#### CONSEGNA 1
Indica se ciascuna affermazione concorda con il brano su «Gomorra - La serie», rispondendo sì o no e citando le parole decisive del brano. (a) Il brano contiene spoiler. (b) La serie tv di Sky è diretta da Stefano Sollima. (c) Le prime due puntate della seconda stagione hanno convinto pienamente chi scrive.
+++ BRANO ESTRATTO +++
Dalla strage di Duisburg al femminicidio. Se «Gomorra - La serie» diventa «Forrest Gump»

Una scena della serie «Gomorra 2» (Ansa)
Una scena della serie «Gomorra 2» (Ansa)

Premessa numero uno: questo articolo contiene spoiler. Se quindi non avete ancora visto le prime due puntate della seconda stagione di «Gomorra - La serie» ma intendete farlo, non continuate la lettura. O meglio: salvatevi il link e ripassate a visione avvenuta. Premessa numero due: siamo del parere che, tra tutti i prodotti di intrattenimento a brand «Gomorra» sfornati negli ultimi dieci anni, la serie tv di Sky diretta da Stefano Sollima sia la cosa migliore. Premessa numero tre: le prime due puntate della seconda stagione non ci hanno convinto fino in fondo. E qui proveremo a spiegare perché.
+++ DATI DEL COMPITO +++
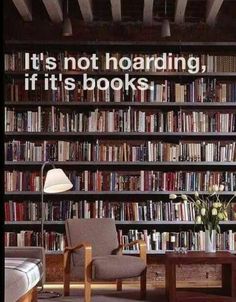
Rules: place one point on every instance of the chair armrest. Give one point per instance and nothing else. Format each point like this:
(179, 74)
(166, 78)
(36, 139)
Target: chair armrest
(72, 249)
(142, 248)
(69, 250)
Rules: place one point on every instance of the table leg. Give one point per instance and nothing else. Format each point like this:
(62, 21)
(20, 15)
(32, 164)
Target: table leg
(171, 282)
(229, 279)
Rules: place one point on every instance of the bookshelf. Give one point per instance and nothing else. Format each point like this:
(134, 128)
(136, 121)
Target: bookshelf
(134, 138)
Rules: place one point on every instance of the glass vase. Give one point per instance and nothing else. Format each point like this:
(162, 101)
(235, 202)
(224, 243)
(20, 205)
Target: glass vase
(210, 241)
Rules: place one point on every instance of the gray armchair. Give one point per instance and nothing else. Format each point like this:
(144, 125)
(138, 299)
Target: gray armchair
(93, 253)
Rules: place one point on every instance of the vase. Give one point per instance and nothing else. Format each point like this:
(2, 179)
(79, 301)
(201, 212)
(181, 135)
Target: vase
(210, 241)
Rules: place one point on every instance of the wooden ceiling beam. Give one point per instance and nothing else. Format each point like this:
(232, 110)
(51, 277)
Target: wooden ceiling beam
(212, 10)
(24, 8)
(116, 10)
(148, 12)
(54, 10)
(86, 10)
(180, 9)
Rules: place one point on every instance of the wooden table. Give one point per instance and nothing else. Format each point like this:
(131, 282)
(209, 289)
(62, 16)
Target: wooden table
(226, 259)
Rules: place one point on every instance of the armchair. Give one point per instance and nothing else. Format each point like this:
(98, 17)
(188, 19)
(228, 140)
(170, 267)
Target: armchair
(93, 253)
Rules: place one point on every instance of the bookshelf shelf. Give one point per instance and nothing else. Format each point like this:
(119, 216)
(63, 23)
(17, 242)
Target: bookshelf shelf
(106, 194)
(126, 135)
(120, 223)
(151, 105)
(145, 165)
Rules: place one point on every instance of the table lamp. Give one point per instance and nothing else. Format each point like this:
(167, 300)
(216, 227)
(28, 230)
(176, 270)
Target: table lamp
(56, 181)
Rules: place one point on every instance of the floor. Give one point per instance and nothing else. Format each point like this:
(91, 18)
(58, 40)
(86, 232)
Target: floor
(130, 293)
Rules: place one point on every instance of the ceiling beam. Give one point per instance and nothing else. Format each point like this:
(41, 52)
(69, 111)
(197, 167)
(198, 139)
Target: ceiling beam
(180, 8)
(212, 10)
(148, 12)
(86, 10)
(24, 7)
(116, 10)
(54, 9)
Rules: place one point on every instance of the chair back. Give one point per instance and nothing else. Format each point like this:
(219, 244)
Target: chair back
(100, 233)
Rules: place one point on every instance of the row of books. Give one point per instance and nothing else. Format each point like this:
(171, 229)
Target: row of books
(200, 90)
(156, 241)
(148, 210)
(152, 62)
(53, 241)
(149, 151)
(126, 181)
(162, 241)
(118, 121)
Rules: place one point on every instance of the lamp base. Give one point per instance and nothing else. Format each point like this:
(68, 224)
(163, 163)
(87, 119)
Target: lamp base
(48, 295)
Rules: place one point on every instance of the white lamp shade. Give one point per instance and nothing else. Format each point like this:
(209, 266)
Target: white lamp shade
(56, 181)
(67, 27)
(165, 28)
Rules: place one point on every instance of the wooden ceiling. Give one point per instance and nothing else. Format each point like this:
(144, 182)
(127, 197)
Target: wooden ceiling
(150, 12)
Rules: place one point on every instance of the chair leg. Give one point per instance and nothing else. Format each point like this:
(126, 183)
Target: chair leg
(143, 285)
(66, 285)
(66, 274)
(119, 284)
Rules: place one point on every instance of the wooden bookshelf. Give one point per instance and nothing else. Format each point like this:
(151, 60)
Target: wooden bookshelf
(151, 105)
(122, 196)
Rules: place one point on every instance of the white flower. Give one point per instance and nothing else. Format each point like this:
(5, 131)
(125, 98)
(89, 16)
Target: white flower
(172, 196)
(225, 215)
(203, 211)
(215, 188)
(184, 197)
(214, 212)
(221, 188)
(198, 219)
+++
+++ DATI DEL COMPITO +++
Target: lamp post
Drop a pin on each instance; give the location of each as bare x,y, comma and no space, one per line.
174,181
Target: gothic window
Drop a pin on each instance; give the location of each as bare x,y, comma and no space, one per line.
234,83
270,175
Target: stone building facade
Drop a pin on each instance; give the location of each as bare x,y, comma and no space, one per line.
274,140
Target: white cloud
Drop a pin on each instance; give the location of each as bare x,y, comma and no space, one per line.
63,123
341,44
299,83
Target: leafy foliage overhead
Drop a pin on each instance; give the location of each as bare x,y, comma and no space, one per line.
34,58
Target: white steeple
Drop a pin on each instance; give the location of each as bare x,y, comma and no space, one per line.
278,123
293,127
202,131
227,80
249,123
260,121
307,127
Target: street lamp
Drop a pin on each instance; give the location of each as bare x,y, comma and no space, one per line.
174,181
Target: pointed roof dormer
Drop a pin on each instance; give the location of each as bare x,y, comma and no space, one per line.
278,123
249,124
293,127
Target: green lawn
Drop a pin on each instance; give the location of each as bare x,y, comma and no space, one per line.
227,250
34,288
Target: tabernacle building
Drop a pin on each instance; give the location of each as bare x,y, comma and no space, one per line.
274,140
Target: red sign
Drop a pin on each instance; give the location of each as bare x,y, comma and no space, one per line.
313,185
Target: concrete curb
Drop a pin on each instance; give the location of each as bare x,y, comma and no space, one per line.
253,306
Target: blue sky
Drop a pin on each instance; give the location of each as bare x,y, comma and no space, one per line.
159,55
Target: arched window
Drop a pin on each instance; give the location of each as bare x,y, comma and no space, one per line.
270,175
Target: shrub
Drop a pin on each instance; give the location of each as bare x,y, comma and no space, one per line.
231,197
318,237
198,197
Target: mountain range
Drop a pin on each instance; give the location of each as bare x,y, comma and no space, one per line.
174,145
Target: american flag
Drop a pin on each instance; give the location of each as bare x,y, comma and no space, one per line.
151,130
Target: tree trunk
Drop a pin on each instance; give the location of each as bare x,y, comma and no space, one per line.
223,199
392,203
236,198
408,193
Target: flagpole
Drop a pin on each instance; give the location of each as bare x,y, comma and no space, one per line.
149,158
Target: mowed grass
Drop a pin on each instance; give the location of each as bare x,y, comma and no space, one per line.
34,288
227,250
+++
#### CONSEGNA 2
Seleziona tutte le righe dei dati raccolti che contengono la parola "shade" e riportale.

#### RISPOSTA CORRETTA 1
(a) Sì: «questo articolo contiene spoiler».
(b) Sì: «la serie tv di Sky diretta da Stefano Sollima».
(c) No: «le prime due puntate della seconda stagione non ci hanno convinto fino in fondo».

#### RISPOSTA CORRETTA 2
Rules: place one point on every instance of the white lamp shade. Give one point per instance and nothing else. Format each point like this:
Target: white lamp shade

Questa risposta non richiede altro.